* **EXERCISE PROMPT**:
Report each line of the records below that contains the string "wheel".

Records contained in a dataset
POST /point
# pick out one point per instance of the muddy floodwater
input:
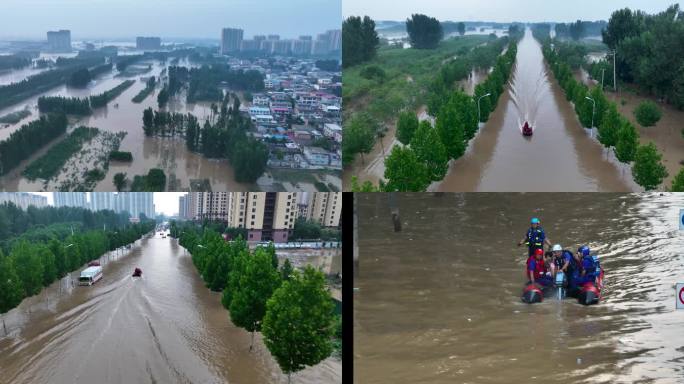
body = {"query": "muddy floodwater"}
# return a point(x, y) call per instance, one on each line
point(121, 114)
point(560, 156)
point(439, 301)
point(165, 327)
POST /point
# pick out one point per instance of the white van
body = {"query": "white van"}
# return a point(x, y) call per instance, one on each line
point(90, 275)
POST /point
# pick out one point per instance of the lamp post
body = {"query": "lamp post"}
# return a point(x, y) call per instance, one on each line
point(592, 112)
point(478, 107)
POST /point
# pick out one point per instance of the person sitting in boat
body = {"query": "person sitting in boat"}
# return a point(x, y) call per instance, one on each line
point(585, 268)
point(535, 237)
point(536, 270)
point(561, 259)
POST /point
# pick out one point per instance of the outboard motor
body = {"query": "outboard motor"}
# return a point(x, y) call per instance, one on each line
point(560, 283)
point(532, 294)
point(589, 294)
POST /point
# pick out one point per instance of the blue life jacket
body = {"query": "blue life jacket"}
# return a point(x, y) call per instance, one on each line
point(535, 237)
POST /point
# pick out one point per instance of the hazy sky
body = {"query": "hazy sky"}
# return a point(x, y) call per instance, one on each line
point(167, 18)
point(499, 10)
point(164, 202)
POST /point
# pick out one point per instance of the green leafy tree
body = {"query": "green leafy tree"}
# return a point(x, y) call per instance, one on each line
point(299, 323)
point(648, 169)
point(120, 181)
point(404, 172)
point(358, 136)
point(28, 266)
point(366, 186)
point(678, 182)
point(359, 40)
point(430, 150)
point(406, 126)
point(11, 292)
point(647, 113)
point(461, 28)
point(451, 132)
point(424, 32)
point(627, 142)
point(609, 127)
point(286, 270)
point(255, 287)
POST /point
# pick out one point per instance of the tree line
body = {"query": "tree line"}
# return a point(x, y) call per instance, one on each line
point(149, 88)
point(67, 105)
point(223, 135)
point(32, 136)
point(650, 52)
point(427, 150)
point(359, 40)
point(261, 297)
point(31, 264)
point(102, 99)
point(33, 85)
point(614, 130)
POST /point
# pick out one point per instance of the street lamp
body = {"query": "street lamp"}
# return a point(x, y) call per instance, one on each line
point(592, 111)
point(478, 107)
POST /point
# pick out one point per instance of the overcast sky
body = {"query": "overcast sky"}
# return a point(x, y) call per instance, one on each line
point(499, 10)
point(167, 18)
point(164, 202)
* * *
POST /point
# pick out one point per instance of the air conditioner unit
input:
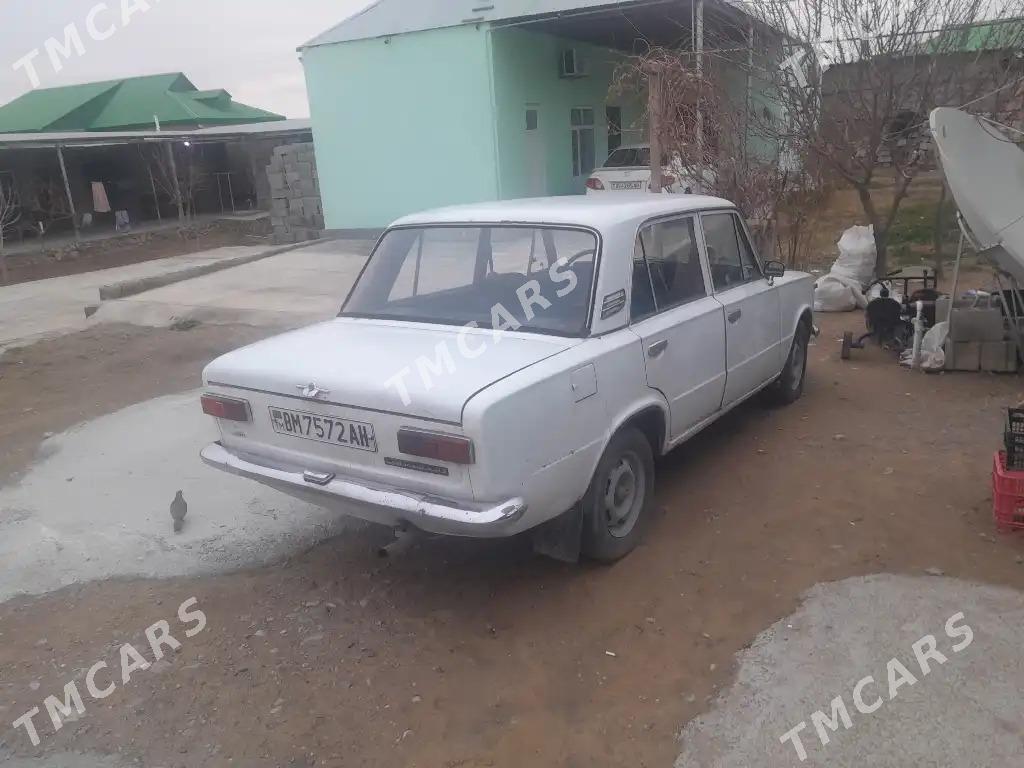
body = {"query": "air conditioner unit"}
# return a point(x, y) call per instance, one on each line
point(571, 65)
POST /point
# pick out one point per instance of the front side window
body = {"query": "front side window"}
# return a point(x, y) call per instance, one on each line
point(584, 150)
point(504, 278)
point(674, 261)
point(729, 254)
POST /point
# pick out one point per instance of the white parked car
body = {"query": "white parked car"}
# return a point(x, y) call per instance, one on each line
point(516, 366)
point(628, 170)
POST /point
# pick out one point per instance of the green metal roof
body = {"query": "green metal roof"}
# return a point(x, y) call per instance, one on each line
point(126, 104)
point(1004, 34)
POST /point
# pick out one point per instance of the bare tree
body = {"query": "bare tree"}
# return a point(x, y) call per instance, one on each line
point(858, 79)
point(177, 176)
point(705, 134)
* * *
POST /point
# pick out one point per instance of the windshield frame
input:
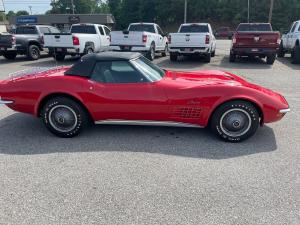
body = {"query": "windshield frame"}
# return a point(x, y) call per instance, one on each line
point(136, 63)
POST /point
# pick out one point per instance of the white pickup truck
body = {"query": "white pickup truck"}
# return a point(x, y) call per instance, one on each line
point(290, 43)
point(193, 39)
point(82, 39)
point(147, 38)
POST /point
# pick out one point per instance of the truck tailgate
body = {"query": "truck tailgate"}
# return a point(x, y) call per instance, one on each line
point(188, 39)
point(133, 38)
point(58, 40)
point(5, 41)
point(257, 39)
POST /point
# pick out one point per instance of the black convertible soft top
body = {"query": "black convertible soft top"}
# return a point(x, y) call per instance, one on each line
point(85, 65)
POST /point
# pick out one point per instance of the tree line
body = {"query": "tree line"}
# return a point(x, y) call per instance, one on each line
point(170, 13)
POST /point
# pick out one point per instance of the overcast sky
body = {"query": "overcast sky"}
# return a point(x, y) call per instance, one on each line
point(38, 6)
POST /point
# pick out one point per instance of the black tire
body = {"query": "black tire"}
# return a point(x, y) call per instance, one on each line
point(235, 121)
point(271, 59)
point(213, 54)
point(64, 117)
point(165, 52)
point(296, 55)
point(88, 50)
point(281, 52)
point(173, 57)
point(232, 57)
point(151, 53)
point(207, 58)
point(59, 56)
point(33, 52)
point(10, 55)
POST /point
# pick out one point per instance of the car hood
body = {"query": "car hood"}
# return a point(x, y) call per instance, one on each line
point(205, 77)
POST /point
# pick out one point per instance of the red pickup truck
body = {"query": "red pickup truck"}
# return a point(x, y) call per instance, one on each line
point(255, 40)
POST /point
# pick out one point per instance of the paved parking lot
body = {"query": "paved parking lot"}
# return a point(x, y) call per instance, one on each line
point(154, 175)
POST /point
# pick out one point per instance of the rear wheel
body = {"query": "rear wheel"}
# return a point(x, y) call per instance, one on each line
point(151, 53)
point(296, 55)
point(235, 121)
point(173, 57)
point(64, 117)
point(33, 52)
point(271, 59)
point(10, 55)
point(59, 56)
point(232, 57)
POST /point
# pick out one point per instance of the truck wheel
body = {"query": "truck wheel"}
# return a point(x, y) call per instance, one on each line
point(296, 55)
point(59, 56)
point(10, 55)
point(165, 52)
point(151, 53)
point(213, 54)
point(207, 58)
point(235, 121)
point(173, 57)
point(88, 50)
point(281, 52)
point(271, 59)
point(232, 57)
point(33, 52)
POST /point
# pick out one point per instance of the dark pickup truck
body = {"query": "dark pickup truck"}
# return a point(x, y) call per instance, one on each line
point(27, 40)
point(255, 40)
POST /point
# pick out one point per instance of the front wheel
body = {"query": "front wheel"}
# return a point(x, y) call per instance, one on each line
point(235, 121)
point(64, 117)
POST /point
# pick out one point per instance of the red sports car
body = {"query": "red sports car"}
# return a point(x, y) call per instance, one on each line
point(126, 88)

* **WORKED SOLUTION**:
# pick out one point per instance of the rear wheel
body = {"query": "rear wheel"}
# pick out one point per instance of the truck wheel
body = {"query": "truck wheel"}
# pick out one point per instance of the front wheel
body = {"query": "front wheel"}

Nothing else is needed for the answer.